_What you have to do_: Rewrite every one of the lines below in full, with each bounding-box coordinate multiplied by 1.9 and rounded to a whole number, halves rounded up. Leave the pictures out of your answer.

_Input records_:
-----

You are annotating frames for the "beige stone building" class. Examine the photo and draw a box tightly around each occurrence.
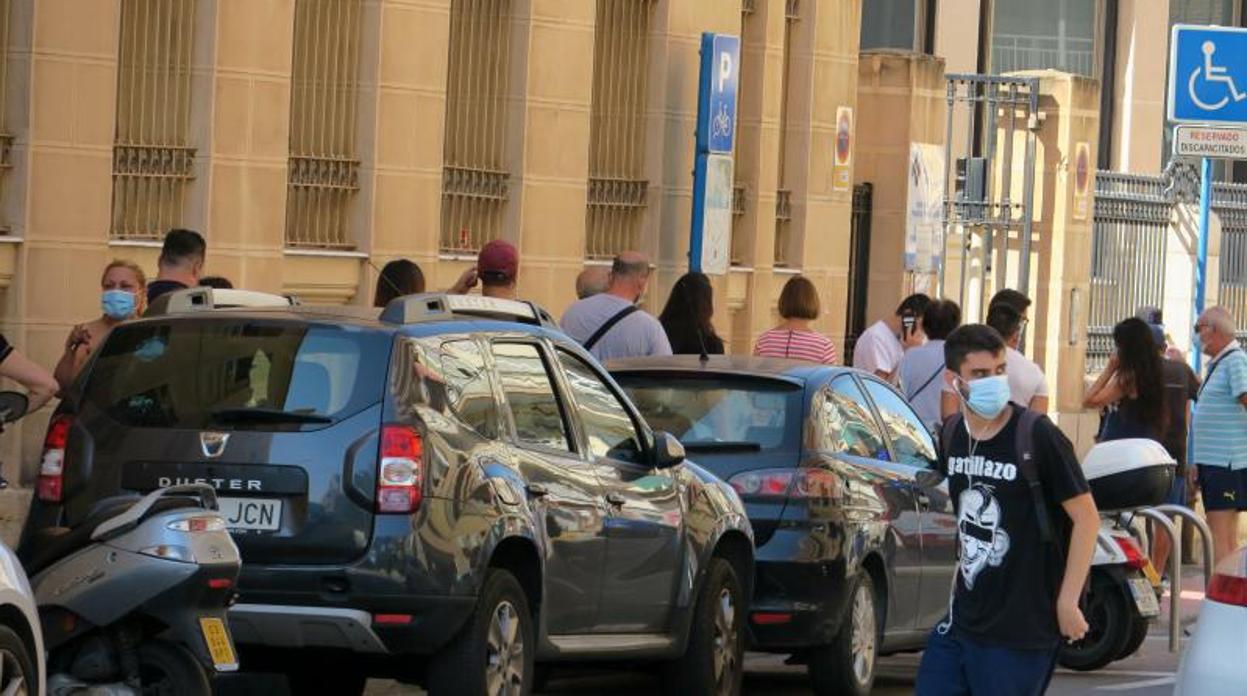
[0,0,1241,476]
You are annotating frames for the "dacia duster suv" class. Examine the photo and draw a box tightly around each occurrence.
[27,291,753,696]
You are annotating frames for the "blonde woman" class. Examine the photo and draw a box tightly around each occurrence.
[54,261,147,393]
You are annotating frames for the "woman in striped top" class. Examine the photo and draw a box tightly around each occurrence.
[753,276,839,365]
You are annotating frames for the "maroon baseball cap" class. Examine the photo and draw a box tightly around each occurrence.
[476,239,520,281]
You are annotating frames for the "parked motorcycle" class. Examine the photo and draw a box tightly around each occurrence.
[1057,514,1160,671]
[1057,439,1176,671]
[22,476,241,696]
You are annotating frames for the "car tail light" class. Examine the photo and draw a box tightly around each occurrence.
[1112,536,1147,570]
[37,414,74,503]
[727,469,840,499]
[1205,549,1247,606]
[377,425,424,514]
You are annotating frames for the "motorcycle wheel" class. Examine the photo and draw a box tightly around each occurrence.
[1117,616,1151,660]
[1056,569,1134,672]
[138,640,212,696]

-----

_Solution_:
You are annotating frames for the "beige stone building" class. Examine the photo and draw a box tightly around each occurrence.
[0,0,2358,904]
You are annotating frames for the "dacia duster suv" class. Examine the photo and draw a box tightly around each occurrence.
[51,553,1431,1322]
You are annotating frames for the "blonde woman" class. Examine the photo and draw a box tightly around each occurrence.
[103,496,279,747]
You are annotating frames for the "woman in striped top" class. Examine the photo and draw a box tightly around each occurrence.
[1431,524,1594,694]
You are annotating frames for the "maroon baseball cap" class. Examine the photo and draw a box tightly around each occurrence.
[904,454,988,534]
You are annotating frames for the "parked motorcycle" class. Examine the photo and draw a box tightly around each occurrence.
[2008,977,2204,1275]
[2008,834,2234,1275]
[42,904,458,1322]
You are annotating frames for the "car tail light" class. Examine the photo and draw a box tightly around each occurrence.
[2113,1018,2179,1083]
[70,787,141,956]
[1381,891,1596,948]
[2290,1043,2369,1151]
[716,808,806,977]
You are annotating frames for the "motorcycle wheel" class. Examine the photo and draw a box tightly around each occurrence.
[2122,1170,2187,1254]
[2006,1081,2155,1277]
[262,1216,403,1322]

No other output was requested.